Problem to solve >>
Search the data for the string "soil" and extract every line where it appears.

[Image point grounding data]

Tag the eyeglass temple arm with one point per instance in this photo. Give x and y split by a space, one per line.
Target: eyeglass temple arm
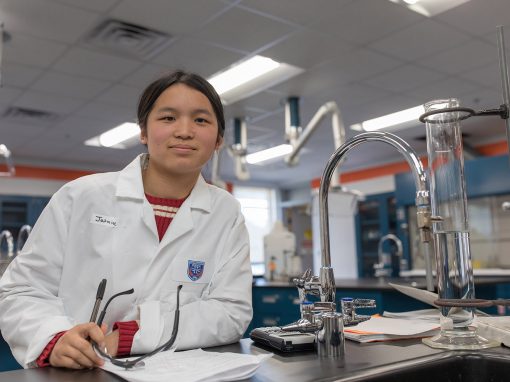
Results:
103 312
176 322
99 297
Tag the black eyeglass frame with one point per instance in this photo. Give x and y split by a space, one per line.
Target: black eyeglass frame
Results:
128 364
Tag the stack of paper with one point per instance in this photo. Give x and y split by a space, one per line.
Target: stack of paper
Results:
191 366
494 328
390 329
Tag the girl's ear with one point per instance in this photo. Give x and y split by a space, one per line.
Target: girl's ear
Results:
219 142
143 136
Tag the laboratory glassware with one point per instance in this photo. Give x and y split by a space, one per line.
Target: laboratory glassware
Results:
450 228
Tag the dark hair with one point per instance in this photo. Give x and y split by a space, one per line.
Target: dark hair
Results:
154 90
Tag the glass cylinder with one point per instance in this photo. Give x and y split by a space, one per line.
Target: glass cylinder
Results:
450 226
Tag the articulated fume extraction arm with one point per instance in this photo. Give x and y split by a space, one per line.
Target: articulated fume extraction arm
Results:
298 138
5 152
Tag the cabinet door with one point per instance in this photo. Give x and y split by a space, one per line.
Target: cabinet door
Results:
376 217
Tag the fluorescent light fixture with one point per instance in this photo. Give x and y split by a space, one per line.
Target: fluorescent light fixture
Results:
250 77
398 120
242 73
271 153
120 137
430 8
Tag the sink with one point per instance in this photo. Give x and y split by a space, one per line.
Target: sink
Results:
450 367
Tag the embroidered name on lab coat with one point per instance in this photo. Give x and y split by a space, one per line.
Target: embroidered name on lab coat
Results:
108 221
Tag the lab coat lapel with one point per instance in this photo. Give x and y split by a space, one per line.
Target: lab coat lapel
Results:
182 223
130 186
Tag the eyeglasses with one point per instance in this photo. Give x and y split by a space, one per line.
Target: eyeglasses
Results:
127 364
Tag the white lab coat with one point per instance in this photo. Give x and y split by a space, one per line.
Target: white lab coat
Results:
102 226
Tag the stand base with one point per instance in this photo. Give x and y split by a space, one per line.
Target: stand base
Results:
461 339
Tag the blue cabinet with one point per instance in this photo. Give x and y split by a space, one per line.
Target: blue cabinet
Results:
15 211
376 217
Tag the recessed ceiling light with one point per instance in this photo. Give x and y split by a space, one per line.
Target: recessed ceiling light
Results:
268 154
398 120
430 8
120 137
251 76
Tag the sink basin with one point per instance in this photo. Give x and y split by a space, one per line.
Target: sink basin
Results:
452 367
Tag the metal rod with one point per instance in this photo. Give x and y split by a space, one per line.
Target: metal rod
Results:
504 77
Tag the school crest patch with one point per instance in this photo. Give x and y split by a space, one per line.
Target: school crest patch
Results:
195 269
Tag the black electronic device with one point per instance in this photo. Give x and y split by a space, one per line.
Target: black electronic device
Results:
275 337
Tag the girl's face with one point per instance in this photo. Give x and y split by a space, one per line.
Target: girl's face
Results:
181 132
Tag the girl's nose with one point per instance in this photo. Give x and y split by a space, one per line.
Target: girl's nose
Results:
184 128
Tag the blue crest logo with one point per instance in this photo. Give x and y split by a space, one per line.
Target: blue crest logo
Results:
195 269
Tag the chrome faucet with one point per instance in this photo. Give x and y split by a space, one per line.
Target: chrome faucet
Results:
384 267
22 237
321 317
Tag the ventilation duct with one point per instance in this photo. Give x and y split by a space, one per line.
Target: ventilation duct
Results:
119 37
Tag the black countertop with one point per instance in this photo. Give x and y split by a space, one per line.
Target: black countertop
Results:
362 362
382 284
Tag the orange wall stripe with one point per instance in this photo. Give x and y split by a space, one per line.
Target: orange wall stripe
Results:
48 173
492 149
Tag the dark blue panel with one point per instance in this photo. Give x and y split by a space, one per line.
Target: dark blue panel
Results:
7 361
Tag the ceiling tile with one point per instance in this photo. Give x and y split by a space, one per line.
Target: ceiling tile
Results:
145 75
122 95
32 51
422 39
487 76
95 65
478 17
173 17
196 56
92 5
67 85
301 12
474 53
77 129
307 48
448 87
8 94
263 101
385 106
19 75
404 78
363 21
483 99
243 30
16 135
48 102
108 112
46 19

* * *

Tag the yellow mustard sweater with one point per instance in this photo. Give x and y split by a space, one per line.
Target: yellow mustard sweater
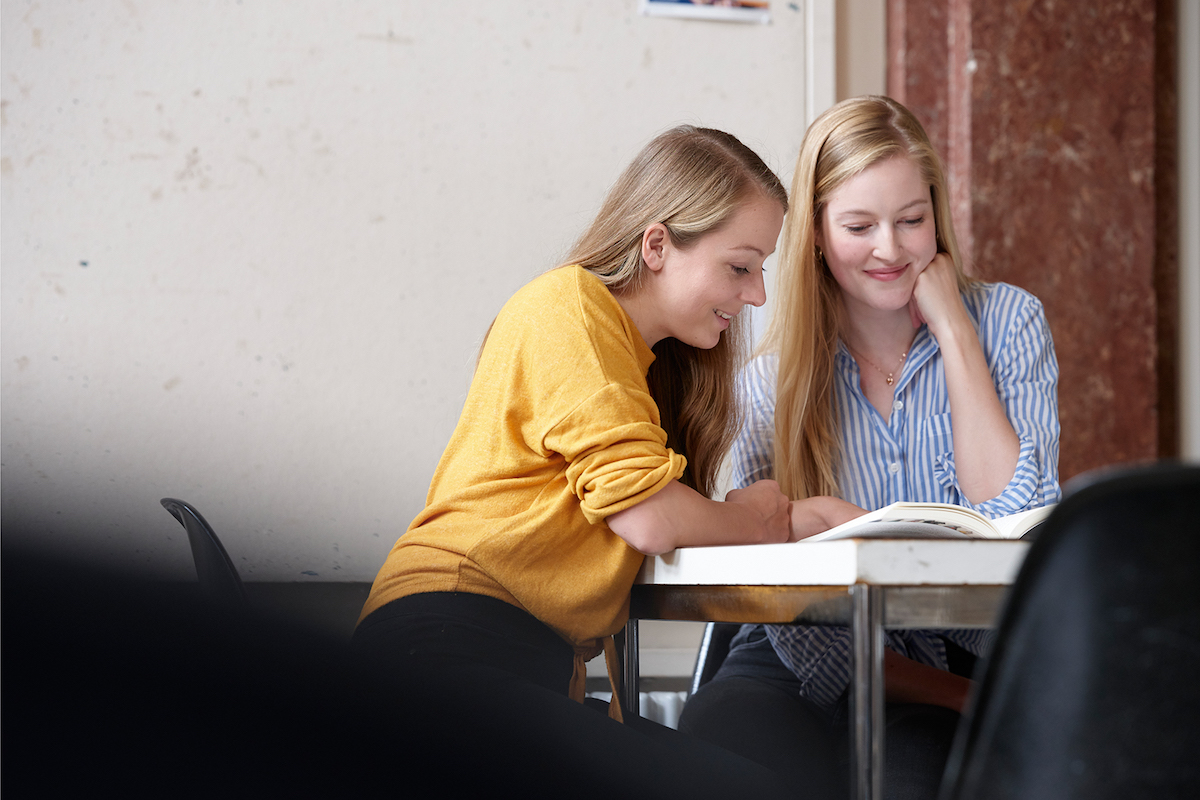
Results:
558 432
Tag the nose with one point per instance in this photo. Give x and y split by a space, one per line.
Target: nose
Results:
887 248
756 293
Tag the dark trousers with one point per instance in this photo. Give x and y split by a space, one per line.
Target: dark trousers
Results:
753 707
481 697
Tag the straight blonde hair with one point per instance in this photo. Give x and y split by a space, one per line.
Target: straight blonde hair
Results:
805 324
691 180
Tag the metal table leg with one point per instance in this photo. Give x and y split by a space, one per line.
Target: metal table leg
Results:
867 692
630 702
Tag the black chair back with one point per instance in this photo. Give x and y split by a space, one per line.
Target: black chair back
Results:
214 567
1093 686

---

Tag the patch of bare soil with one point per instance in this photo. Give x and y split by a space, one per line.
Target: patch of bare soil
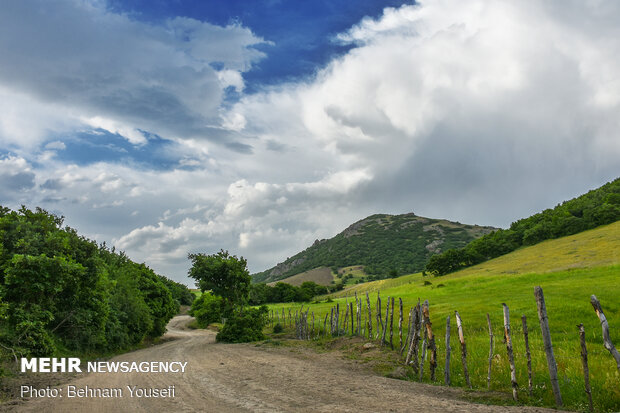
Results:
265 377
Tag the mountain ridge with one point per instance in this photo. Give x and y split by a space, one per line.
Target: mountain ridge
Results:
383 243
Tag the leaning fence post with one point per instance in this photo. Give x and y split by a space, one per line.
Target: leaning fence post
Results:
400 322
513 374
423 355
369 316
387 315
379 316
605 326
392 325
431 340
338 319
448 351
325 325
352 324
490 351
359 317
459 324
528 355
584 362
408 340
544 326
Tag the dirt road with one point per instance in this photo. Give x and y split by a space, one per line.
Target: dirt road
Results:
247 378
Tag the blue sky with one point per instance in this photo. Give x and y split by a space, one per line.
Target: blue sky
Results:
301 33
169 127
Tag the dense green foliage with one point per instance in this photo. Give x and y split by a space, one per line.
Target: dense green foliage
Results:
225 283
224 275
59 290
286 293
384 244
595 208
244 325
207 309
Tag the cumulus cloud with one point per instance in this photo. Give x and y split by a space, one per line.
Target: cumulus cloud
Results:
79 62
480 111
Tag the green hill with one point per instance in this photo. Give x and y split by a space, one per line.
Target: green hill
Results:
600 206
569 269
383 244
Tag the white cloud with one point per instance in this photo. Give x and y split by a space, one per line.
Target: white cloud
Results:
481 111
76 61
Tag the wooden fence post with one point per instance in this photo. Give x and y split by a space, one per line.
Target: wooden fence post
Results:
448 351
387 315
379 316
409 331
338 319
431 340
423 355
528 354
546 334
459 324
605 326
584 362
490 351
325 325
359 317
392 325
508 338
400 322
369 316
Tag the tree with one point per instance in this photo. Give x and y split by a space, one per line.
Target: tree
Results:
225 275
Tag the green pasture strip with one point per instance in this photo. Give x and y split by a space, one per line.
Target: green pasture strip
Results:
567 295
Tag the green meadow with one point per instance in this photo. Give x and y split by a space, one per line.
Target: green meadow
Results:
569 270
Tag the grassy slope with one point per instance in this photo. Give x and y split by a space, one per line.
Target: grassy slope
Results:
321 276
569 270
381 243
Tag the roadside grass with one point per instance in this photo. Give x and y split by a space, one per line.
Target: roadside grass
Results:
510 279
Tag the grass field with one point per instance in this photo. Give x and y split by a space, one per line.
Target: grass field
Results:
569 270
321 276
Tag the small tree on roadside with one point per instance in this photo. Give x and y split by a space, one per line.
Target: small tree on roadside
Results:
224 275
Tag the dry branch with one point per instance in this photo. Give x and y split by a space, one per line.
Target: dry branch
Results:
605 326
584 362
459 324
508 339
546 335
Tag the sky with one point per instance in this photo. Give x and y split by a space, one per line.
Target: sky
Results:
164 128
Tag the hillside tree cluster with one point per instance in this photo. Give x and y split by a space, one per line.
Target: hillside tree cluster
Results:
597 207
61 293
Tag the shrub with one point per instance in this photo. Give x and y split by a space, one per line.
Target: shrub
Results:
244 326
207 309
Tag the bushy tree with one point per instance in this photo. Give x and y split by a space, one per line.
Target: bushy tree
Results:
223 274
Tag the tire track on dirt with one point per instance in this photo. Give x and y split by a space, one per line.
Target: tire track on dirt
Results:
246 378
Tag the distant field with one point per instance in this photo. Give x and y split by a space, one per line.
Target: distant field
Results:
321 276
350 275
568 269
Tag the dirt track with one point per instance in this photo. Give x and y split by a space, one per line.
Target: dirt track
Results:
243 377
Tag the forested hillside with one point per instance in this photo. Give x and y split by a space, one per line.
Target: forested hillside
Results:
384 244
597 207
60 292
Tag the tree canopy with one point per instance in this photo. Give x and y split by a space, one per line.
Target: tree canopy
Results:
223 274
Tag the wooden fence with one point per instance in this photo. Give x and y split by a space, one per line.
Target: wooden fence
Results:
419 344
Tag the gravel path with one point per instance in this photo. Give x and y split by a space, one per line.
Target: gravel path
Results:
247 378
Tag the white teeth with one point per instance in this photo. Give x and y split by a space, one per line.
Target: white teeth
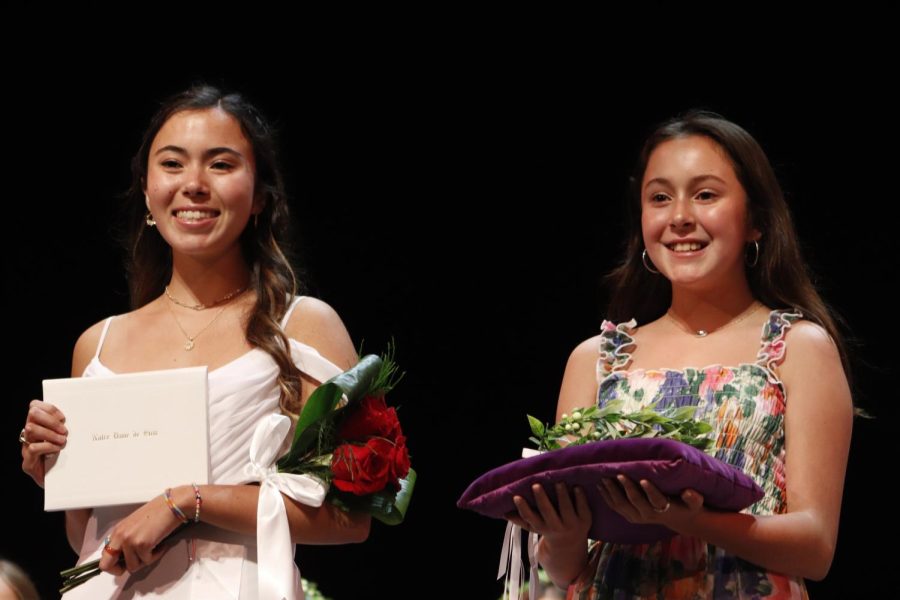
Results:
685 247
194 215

Answer below >>
Tag the patch of bare soil with one point per instance in this photo. Give x and y split by a space, one per line.
Target: patch of bare soil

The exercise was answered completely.